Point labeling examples
* begin *
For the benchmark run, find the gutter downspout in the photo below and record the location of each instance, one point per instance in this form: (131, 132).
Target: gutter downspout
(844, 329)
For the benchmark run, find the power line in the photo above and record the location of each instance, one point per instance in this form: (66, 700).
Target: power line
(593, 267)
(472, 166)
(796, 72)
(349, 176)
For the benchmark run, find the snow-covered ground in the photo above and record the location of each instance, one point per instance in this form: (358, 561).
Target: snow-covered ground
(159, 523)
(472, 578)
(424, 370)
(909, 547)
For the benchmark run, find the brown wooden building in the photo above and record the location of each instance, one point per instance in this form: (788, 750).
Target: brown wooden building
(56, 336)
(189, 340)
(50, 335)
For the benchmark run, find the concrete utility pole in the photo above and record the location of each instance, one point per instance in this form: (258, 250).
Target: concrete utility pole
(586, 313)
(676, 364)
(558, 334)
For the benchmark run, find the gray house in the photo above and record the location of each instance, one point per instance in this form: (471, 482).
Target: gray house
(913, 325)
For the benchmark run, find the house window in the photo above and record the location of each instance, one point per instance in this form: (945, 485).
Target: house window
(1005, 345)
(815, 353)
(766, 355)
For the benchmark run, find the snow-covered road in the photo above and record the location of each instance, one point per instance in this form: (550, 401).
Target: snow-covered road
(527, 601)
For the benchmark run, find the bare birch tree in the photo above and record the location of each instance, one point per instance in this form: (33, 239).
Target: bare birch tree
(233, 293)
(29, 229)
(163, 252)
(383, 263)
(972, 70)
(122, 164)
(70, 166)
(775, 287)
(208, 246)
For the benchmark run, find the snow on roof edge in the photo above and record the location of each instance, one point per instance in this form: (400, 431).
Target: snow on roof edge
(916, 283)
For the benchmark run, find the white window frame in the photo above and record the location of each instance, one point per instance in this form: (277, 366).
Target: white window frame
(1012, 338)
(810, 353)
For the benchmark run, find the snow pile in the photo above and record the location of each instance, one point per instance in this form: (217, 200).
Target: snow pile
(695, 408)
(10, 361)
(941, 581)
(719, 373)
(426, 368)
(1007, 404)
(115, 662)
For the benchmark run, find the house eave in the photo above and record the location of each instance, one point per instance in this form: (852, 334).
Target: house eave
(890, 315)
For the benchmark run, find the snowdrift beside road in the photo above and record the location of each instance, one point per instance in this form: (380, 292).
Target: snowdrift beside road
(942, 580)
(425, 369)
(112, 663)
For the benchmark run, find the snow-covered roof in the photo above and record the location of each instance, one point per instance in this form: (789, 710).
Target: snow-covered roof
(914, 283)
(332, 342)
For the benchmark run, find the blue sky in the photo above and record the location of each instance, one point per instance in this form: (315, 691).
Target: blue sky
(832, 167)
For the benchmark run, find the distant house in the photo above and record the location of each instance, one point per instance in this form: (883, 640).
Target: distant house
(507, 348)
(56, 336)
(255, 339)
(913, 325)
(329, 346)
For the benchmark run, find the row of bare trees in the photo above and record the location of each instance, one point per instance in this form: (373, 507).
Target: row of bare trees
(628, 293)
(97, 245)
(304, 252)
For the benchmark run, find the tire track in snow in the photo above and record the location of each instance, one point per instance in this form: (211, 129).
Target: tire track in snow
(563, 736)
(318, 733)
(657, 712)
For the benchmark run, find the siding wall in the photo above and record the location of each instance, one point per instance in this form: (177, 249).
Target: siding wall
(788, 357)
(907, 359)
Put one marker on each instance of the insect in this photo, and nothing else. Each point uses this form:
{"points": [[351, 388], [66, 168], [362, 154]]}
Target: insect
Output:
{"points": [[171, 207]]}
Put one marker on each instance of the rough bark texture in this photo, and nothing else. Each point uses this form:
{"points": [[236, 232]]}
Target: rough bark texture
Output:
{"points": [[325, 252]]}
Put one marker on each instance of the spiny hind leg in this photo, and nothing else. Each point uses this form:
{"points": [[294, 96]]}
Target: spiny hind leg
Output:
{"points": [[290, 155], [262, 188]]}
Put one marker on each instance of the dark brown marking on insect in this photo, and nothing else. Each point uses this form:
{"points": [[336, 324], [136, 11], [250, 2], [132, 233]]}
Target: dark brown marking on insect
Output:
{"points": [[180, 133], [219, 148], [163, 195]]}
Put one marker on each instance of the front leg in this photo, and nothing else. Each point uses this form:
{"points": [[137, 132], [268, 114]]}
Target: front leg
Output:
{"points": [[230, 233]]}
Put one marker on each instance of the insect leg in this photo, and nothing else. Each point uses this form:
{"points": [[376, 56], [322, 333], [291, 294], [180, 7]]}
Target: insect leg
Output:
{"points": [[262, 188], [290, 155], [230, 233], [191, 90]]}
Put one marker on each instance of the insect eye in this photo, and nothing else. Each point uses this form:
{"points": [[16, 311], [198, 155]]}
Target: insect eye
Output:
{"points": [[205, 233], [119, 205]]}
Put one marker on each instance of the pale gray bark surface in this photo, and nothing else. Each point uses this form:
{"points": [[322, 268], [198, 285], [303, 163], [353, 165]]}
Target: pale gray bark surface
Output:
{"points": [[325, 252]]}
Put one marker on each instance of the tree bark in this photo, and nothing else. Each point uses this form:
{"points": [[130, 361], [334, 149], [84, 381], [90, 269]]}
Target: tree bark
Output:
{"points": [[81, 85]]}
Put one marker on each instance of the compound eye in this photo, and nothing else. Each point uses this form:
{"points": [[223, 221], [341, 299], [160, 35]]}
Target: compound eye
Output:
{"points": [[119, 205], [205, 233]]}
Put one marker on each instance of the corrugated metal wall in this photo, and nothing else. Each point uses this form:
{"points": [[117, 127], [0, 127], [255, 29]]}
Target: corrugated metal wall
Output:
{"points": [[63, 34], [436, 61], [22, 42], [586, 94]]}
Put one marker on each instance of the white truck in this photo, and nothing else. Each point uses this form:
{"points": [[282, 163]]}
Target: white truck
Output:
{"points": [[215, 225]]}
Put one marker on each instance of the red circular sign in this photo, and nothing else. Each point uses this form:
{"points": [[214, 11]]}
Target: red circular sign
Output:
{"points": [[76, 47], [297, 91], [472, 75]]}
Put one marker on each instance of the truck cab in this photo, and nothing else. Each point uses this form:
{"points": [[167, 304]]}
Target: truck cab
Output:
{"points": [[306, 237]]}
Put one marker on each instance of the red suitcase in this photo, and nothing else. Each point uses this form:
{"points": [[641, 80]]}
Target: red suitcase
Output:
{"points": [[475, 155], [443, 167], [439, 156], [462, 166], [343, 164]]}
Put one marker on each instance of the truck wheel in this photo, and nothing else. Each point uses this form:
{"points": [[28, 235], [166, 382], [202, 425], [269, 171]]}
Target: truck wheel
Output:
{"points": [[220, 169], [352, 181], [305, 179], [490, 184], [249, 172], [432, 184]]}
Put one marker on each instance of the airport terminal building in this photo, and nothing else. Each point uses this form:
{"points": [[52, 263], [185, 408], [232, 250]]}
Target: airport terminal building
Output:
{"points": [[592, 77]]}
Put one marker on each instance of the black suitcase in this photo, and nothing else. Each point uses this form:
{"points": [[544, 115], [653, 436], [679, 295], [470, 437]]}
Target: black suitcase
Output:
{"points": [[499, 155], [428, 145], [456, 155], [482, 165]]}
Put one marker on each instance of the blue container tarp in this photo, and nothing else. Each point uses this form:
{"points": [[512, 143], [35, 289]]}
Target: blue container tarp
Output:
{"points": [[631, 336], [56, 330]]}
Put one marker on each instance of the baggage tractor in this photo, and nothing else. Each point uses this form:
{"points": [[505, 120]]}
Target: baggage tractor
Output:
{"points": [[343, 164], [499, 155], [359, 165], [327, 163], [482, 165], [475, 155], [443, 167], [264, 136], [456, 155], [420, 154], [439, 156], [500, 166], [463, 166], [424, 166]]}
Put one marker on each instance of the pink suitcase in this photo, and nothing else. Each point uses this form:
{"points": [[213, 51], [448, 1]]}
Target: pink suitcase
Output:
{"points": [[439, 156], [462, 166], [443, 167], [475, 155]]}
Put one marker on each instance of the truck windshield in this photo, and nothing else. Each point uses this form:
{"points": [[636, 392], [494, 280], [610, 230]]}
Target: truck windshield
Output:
* end *
• **Challenge**
Repeat only what runs from the line holding "Put one marker on each instance of the black" to the end of the data, keeping every line exactly as written, first and last included.

• **Output of the task**
Put one marker on each instance of the black suitcase in this photo, and nothing else. Each point uses this form:
{"points": [[544, 115], [653, 436], [679, 295], [470, 437]]}
Target: black suitcase
Output:
{"points": [[499, 155], [428, 145], [456, 155], [482, 165]]}
Put one marker on each instance of the blue container tarp in this photo, and nothing else. Each point uses this form:
{"points": [[512, 143], [35, 289]]}
Target: blue container tarp
Output:
{"points": [[631, 336], [56, 330]]}
Put one marker on each instance of the baggage tractor in this photo, and nothing else. Each point uses this form:
{"points": [[505, 120]]}
Target: baggage tractor
Output:
{"points": [[343, 164], [499, 155], [359, 165], [327, 163], [482, 165], [475, 155], [443, 167], [264, 136], [456, 155], [420, 154], [439, 156], [500, 166], [463, 166], [424, 166]]}
Put one marker on each instance of the pink suitcase in this photo, and nothing else. Each point uses this form:
{"points": [[213, 51], [448, 1]]}
Target: pink suitcase
Output:
{"points": [[439, 156], [462, 166], [443, 167], [475, 155]]}
Put one marker on each instance of the truck windshield in this photo, and nothing else. Each point uses this form:
{"points": [[636, 392], [494, 280], [610, 230]]}
Target: truck windshield
Output:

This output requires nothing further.